To be done:
Move the outlines by writing out everything from the line containing "[region] metal bucket" down to the end of the items, both ends included and every line kept, with 94 added to each coordinate value in the traced outlines.

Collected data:
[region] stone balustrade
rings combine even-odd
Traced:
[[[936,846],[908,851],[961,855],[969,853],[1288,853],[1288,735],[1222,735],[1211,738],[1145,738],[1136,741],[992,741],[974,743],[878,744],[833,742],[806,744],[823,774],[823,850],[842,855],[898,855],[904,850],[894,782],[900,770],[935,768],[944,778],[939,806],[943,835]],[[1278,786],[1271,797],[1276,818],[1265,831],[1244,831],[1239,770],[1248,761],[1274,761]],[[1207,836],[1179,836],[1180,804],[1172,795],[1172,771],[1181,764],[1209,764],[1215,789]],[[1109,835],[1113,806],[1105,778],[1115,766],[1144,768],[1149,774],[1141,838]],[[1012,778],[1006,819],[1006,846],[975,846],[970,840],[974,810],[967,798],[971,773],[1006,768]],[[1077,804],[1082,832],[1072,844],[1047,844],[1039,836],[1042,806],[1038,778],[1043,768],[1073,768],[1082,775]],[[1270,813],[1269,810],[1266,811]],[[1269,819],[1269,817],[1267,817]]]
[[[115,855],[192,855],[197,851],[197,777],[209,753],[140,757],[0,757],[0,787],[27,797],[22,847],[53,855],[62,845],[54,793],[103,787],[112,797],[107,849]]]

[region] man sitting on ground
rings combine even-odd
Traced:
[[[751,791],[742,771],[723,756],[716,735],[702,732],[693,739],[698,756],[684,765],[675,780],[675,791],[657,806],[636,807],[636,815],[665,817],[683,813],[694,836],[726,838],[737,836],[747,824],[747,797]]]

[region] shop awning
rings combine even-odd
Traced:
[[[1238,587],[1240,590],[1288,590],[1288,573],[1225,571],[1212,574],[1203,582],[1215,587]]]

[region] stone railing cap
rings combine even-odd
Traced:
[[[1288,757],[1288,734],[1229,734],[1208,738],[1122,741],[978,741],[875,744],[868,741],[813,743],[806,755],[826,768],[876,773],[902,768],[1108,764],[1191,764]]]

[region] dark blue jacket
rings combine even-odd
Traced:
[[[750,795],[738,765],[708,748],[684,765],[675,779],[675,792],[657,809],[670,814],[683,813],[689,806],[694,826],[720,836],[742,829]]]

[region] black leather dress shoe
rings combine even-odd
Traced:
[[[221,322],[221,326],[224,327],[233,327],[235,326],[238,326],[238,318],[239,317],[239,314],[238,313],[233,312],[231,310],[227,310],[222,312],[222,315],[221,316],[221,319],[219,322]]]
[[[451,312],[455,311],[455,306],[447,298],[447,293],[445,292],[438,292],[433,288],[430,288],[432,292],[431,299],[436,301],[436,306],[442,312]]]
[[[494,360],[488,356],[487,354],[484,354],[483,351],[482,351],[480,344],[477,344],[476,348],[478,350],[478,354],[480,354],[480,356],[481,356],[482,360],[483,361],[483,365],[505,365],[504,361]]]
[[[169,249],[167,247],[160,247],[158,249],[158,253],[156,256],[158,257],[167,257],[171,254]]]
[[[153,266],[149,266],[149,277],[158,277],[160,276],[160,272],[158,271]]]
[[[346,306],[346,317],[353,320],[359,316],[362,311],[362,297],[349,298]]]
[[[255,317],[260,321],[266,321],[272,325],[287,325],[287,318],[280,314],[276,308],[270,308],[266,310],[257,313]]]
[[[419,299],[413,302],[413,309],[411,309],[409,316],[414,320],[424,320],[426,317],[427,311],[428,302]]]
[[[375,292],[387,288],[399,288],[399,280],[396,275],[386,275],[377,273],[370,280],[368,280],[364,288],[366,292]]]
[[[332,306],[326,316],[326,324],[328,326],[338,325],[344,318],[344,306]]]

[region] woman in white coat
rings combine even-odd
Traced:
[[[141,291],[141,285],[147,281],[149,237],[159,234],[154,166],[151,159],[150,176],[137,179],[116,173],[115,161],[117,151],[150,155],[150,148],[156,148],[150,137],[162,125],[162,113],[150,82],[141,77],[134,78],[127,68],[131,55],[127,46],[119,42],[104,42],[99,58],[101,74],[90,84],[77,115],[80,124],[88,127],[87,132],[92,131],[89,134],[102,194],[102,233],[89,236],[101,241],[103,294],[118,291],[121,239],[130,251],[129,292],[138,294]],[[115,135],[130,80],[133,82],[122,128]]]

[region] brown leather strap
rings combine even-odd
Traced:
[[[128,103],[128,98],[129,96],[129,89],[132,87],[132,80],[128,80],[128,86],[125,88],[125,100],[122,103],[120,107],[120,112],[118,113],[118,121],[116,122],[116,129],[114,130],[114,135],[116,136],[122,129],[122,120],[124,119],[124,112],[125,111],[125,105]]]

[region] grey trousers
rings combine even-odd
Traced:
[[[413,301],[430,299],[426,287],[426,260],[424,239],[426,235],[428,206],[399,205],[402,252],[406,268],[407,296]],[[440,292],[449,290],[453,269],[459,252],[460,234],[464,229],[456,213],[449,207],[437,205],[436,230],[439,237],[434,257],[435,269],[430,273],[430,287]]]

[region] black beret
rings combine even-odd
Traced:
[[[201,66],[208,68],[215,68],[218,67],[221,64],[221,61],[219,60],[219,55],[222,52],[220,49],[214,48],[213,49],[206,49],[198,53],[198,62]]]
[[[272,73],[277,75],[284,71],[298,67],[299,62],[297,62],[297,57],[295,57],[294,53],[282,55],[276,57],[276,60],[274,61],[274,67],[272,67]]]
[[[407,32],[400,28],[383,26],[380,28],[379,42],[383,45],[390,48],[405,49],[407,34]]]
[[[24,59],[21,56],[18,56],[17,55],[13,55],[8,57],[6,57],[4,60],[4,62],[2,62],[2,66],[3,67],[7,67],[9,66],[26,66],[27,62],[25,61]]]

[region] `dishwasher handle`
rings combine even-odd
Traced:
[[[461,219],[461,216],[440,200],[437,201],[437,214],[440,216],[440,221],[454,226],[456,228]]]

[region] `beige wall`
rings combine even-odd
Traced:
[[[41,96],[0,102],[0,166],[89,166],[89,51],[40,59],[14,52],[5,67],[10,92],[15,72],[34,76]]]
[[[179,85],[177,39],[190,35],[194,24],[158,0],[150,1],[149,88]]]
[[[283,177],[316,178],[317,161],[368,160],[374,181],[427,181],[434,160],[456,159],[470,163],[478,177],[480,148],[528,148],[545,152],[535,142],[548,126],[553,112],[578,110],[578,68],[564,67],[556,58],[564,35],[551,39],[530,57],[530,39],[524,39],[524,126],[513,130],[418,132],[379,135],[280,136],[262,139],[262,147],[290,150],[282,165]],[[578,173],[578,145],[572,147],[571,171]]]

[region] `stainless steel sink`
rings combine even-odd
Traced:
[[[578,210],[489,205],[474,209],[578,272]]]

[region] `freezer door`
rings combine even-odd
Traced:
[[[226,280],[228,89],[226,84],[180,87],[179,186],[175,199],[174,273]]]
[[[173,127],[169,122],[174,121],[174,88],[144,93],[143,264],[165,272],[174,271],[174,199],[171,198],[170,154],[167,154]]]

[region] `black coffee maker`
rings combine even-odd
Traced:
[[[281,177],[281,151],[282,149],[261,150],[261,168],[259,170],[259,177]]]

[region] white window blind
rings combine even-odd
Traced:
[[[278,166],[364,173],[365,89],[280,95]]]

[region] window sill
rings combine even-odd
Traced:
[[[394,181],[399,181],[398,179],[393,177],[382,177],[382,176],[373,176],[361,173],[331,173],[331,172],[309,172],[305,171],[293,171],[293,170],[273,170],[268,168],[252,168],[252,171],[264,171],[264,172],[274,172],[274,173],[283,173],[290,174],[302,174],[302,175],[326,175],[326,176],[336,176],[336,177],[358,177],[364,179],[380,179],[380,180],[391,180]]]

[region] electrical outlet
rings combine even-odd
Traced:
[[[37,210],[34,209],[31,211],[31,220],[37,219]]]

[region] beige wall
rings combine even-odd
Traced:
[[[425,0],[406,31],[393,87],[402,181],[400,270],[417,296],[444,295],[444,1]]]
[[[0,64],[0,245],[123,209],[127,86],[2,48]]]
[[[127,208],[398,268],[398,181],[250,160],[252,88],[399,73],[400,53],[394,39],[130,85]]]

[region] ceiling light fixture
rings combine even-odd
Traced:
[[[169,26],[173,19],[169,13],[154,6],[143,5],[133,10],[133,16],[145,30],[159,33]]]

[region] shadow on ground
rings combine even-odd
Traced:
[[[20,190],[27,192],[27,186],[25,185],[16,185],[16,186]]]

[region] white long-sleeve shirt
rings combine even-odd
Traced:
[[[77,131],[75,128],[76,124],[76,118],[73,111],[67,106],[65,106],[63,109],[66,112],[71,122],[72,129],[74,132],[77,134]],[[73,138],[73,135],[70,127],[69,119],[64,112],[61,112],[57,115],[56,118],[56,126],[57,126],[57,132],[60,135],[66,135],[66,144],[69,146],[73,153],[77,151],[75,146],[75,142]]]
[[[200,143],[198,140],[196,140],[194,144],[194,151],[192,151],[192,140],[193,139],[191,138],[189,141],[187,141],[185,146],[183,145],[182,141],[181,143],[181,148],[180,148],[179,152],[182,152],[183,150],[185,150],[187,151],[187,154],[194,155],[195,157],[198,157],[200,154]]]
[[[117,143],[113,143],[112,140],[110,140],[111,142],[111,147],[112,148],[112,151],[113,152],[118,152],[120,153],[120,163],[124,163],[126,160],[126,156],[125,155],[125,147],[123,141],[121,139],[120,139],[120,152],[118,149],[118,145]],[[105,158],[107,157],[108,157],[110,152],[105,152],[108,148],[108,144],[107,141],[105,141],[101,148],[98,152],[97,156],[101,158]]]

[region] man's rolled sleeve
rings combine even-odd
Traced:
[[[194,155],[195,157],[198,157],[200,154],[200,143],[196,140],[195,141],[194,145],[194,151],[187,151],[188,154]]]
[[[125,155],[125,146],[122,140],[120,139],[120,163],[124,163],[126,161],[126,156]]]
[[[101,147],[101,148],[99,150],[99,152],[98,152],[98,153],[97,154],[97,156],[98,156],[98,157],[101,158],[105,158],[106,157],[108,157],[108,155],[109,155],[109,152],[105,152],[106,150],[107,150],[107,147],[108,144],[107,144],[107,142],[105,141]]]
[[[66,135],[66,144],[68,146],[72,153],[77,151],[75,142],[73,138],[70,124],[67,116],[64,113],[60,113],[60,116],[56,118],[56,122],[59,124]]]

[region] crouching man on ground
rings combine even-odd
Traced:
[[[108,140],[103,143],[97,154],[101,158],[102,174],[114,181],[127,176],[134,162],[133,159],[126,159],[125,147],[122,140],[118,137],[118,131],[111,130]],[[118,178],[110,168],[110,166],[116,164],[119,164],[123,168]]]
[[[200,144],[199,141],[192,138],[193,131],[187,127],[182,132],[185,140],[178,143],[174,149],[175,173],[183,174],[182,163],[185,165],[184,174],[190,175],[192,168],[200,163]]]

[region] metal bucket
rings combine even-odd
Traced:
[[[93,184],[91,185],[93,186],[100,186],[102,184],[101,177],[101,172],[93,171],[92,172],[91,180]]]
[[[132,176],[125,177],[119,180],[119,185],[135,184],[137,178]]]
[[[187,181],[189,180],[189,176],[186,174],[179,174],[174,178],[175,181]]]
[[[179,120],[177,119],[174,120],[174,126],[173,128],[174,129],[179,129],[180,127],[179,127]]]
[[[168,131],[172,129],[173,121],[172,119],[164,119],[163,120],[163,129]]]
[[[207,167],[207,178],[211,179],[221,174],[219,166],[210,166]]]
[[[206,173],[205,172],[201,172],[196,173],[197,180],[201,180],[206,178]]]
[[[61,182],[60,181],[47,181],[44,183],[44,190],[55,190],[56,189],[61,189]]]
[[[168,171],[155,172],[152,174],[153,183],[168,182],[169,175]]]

Expected answer:
[region] metal bucket
rings combine even-odd
Traced:
[[[187,278],[185,279],[187,280],[194,280],[196,278],[195,271],[195,266],[187,265],[186,266],[185,274]]]
[[[226,270],[219,271],[213,274],[213,279],[229,278],[231,272]]]
[[[281,275],[283,274],[283,270],[280,268],[273,268],[268,272],[269,275]]]
[[[273,214],[271,213],[268,214],[268,220],[267,222],[268,223],[273,223],[274,221],[273,221]]]
[[[262,225],[266,223],[267,215],[266,213],[258,213],[257,214],[257,223]]]
[[[301,261],[301,272],[305,273],[315,268],[313,260],[304,260]]]
[[[300,267],[299,266],[295,266],[290,267],[291,274],[295,274],[300,272]]]
[[[155,276],[154,275],[141,275],[138,277],[138,284],[149,284],[150,283],[155,283]]]
[[[262,265],[249,266],[246,268],[247,277],[262,276],[263,269]]]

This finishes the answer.